*Task instructions*.
The answer must consist of every line below containing "bare".

*The data*.
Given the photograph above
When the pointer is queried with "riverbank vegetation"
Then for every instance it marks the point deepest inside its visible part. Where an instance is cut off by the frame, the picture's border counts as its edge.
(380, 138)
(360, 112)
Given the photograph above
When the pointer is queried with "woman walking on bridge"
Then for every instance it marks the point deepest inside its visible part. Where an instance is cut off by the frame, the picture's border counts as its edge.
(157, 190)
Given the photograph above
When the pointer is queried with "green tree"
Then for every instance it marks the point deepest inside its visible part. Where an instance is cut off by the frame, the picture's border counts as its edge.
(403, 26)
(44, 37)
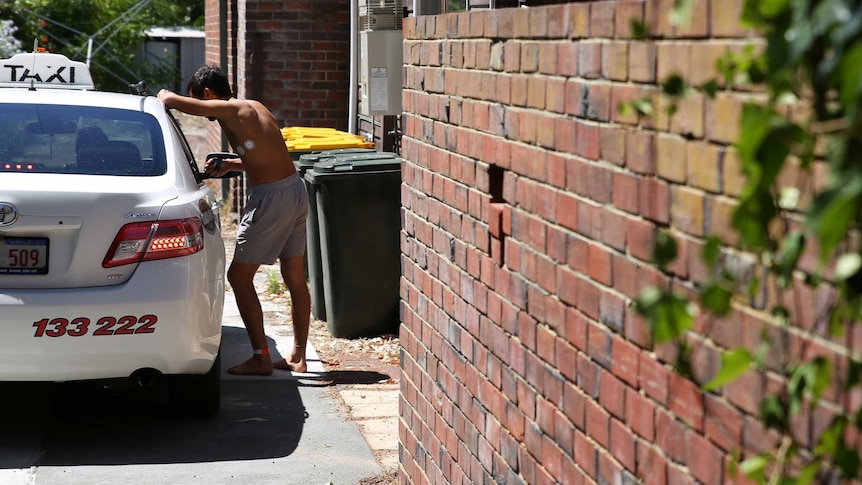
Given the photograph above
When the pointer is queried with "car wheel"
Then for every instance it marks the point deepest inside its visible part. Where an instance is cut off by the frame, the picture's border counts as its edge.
(197, 395)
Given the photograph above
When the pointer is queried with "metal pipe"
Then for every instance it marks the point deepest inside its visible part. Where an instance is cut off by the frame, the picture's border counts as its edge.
(353, 85)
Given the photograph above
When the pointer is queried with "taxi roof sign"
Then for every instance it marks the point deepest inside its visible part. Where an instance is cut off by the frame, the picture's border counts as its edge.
(44, 70)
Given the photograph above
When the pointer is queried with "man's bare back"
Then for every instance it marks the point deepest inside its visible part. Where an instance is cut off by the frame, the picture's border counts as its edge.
(251, 129)
(255, 135)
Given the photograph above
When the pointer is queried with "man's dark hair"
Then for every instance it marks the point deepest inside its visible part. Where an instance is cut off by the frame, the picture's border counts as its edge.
(212, 78)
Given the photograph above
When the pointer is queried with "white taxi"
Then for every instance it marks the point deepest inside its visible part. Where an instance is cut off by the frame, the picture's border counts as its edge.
(112, 262)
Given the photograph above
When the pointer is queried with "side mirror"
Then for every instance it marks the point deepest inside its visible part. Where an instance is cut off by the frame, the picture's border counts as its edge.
(218, 158)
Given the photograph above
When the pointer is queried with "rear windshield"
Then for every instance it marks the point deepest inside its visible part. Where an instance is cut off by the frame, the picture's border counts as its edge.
(80, 140)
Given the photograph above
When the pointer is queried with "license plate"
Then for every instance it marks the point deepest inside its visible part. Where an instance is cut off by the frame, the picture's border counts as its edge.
(23, 255)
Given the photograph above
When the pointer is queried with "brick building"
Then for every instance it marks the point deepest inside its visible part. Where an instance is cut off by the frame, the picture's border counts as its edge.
(530, 208)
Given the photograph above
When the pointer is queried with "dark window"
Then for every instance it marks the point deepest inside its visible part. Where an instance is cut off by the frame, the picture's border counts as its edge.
(80, 140)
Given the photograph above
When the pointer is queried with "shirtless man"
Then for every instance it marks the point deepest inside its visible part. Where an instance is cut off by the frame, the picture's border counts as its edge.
(273, 220)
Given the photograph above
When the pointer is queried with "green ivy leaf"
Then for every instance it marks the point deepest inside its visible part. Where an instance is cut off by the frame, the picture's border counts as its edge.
(710, 87)
(734, 363)
(851, 76)
(640, 30)
(643, 106)
(854, 374)
(681, 12)
(847, 460)
(847, 266)
(674, 85)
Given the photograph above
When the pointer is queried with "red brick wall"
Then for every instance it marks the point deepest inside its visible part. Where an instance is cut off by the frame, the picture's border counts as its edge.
(530, 209)
(293, 56)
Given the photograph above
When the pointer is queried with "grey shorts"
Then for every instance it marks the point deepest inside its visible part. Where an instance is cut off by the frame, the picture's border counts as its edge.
(273, 222)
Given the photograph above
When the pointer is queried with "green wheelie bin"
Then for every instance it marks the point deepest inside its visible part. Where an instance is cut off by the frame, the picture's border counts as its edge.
(358, 210)
(313, 268)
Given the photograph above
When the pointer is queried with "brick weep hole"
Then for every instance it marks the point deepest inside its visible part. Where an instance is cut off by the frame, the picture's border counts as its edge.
(530, 207)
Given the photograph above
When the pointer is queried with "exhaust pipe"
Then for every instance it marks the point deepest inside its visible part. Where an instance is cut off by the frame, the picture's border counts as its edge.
(146, 378)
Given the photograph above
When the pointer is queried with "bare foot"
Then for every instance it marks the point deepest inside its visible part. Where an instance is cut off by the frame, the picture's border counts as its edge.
(254, 366)
(284, 364)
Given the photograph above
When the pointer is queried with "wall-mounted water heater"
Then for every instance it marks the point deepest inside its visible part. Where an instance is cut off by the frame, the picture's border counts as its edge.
(380, 58)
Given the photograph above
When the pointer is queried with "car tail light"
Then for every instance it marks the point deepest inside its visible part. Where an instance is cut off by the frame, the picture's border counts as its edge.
(145, 241)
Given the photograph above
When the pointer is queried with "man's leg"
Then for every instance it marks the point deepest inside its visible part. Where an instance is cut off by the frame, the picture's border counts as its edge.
(294, 278)
(241, 278)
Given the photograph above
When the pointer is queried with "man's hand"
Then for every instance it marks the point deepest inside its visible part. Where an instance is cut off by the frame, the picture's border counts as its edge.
(224, 167)
(165, 95)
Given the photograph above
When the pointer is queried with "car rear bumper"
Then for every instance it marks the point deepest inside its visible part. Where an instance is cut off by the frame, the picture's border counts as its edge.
(173, 326)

*Your solution*.
When the pointer is queried with "man's bare back"
When the pointer is queried with "bare foot"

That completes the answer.